**Excerpt provided**:
ROANOKE TIMES

                         Roanoke Times
                 Copyright (c) 1995, Landmark Communications, Inc.

DATE: FRIDAY, October 7, 1994                   TAG: 9411150050
SECTION: EDITORIAL                    PAGE: A-10   EDITION: METRO  
SOURCE: 
DATELINE:                                 LENGTH: Medium


A NATION OF ZOMBIES

SOON WE may do virtually everything with our TV sets, from shopping and banking to relaxing and learning. It may seem a strange time, therefore, to consider resisting the tube's mesmerizing powers.

But when would be a better time? The all-consuming nature of the telecommunications revolution only underscores the need to gain control over the video technology that proliferates in our households and dominates ever more hours of the day.

Not to kill the thing, of course - but to convert it from master to servant. The urgent need to deal with our addiction is made clear by any appraisal of what the screen beams, hour after hour, day after day, into our diminished lives.

A newly published book, "Kick the TV Habit," by Steve and Ruth Bennett, collects facts that should startle any minds not already numbed into a television-induced torpor. Such as:

The average American family is glued to the tube for almost seven hours a day. That's 2,500 hours a year.

By the end of high school, the average child will have watched 25,000 murders.

Excessive TV viewing is more predictive of high cholesterol and obesity than a family history of cholesterol problems, obesity or heart disease.

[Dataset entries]

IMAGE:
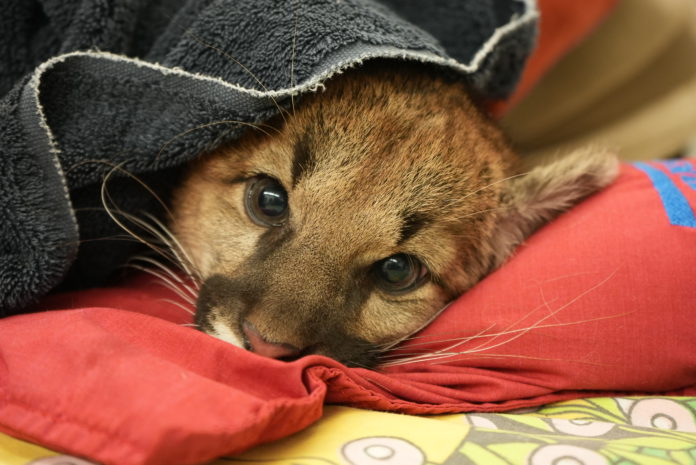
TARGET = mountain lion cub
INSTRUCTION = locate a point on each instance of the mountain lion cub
(378, 201)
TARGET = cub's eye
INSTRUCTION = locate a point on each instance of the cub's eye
(399, 273)
(266, 201)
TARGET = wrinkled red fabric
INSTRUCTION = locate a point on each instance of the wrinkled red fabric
(599, 302)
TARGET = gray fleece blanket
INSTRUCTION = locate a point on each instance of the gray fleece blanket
(147, 85)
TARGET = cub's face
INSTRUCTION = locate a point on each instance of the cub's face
(350, 226)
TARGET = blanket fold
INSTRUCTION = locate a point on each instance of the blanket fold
(141, 87)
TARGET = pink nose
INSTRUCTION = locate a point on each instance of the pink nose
(268, 349)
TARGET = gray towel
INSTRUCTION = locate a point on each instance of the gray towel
(87, 85)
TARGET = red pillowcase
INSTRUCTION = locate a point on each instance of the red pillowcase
(601, 301)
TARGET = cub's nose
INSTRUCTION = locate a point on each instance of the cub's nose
(268, 349)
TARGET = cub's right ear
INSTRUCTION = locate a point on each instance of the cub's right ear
(534, 198)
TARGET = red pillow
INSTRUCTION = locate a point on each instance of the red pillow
(598, 302)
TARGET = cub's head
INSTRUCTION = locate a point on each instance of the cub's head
(354, 223)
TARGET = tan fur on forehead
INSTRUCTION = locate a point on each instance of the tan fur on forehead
(389, 159)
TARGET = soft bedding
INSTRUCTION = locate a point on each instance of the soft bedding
(600, 431)
(115, 375)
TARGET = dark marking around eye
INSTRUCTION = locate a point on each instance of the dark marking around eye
(412, 223)
(303, 160)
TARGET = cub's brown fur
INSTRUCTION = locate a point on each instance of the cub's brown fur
(387, 161)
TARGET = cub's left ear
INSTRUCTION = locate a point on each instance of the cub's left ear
(534, 198)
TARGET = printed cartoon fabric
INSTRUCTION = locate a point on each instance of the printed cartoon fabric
(599, 302)
(600, 431)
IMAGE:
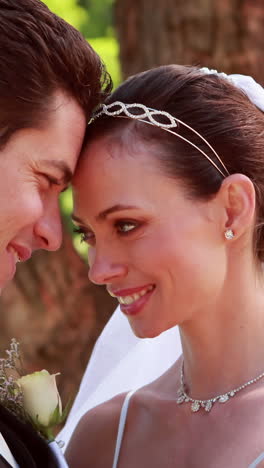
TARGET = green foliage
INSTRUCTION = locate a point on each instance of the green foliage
(94, 18)
(100, 21)
(107, 48)
(70, 11)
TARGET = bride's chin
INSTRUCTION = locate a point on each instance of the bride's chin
(142, 331)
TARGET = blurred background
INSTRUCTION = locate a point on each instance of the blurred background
(51, 307)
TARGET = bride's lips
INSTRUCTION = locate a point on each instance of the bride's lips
(23, 253)
(132, 300)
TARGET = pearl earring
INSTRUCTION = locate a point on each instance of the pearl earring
(229, 234)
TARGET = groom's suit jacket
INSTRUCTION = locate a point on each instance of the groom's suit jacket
(27, 447)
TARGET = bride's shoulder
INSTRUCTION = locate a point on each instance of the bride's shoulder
(97, 429)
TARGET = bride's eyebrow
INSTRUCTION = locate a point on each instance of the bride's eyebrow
(103, 214)
(115, 208)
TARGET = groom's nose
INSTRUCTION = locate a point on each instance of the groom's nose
(103, 268)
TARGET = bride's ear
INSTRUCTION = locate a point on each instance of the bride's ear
(238, 199)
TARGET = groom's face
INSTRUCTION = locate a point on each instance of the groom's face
(35, 166)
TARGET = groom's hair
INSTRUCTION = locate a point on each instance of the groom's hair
(40, 53)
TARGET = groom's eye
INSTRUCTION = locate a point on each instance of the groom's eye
(86, 236)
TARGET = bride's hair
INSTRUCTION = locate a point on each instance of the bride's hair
(212, 106)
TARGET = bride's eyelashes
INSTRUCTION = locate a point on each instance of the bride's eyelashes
(125, 227)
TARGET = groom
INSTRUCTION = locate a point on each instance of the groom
(50, 81)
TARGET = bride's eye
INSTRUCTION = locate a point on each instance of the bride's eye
(125, 227)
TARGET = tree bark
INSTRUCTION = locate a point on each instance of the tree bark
(223, 34)
(56, 313)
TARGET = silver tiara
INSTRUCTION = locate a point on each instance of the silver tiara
(149, 116)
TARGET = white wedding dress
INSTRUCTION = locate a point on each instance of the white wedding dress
(121, 361)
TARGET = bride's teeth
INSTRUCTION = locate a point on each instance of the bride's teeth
(127, 300)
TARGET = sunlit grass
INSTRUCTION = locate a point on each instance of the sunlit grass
(108, 49)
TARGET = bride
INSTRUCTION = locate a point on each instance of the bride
(169, 196)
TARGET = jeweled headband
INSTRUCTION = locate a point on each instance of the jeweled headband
(254, 91)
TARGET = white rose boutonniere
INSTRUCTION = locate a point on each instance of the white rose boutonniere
(41, 401)
(33, 397)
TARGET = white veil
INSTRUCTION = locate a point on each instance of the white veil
(120, 362)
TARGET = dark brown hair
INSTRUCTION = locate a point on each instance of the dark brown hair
(39, 54)
(212, 106)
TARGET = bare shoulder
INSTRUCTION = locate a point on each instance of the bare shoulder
(93, 441)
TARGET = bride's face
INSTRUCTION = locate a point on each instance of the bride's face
(159, 252)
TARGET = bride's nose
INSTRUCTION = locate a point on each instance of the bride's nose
(104, 269)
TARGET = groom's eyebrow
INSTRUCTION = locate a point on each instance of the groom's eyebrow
(62, 166)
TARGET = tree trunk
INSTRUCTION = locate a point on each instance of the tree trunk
(55, 313)
(223, 34)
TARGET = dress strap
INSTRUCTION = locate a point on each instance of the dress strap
(257, 461)
(121, 427)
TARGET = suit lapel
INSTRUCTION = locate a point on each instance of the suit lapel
(4, 463)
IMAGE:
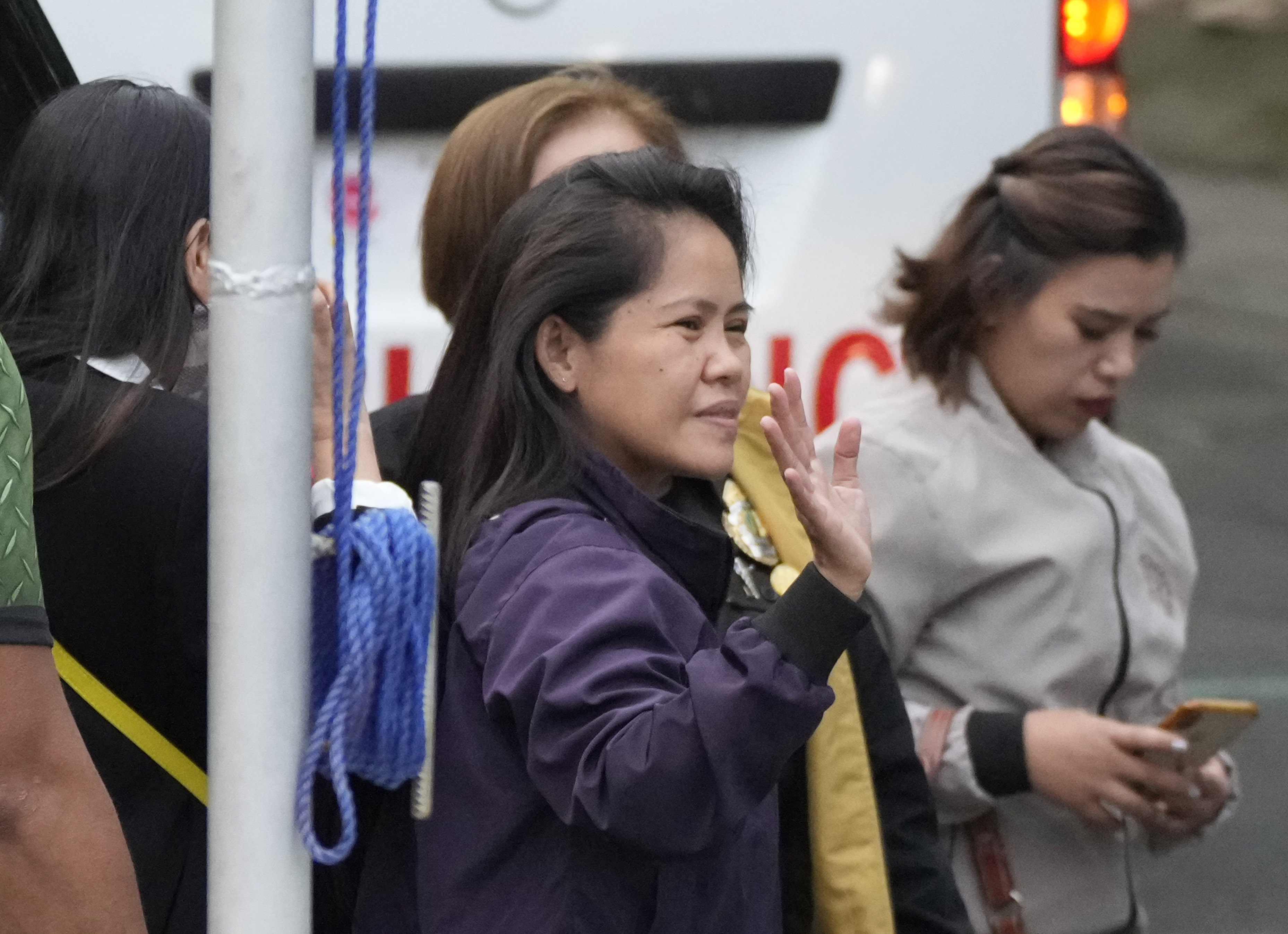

**Problem details**:
Can you reproduce the entire Roanoke Times editorial on television viewing word for word? Rely only on the editorial text to complete these tasks.

**Exercise answer**:
ROANOKE TIMES

                         Roanoke Times
                 Copyright (c) 1995, Landmark Communications, Inc.

DATE: FRIDAY, October 7, 1994                   TAG: 9411150050
SECTION: EDITORIAL                    PAGE: A-10   EDITION: METRO  
SOURCE: 
DATELINE:                                 LENGTH: Medium


A NATION OF ZOMBIES

SOON WE may do virtually everything with our TV sets, from shopping and banking to relaxing and learning. It may seem a strange time, therefore, to consider resisting the tube's mesmerizing powers.

But when would be a better time? The all-consuming nature of the telecommunications revolution only underscores the need to gain control over the video technology that proliferates in our households and dominates ever more hours of the day.

Not to kill the thing, of course - but to convert it from master to servant. The urgent need to deal with our addiction is made clear by any appraisal of what the screen beams, hour after hour, day after day, into our diminished lives.

A newly published book, "Kick the TV Habit," by Steve and Ruth Bennett, collects facts that should startle any minds not already numbed into a television-induced torpor. Such as:

The average American family is glued to the tube for almost seven hours a day. That's 2,500 hours a year.

By the end of high school, the average child will have watched 25,000 murders.

Excessive TV viewing is more predictive of high cholesterol and obesity than a family history of cholesterol problems, obesity or heart disease.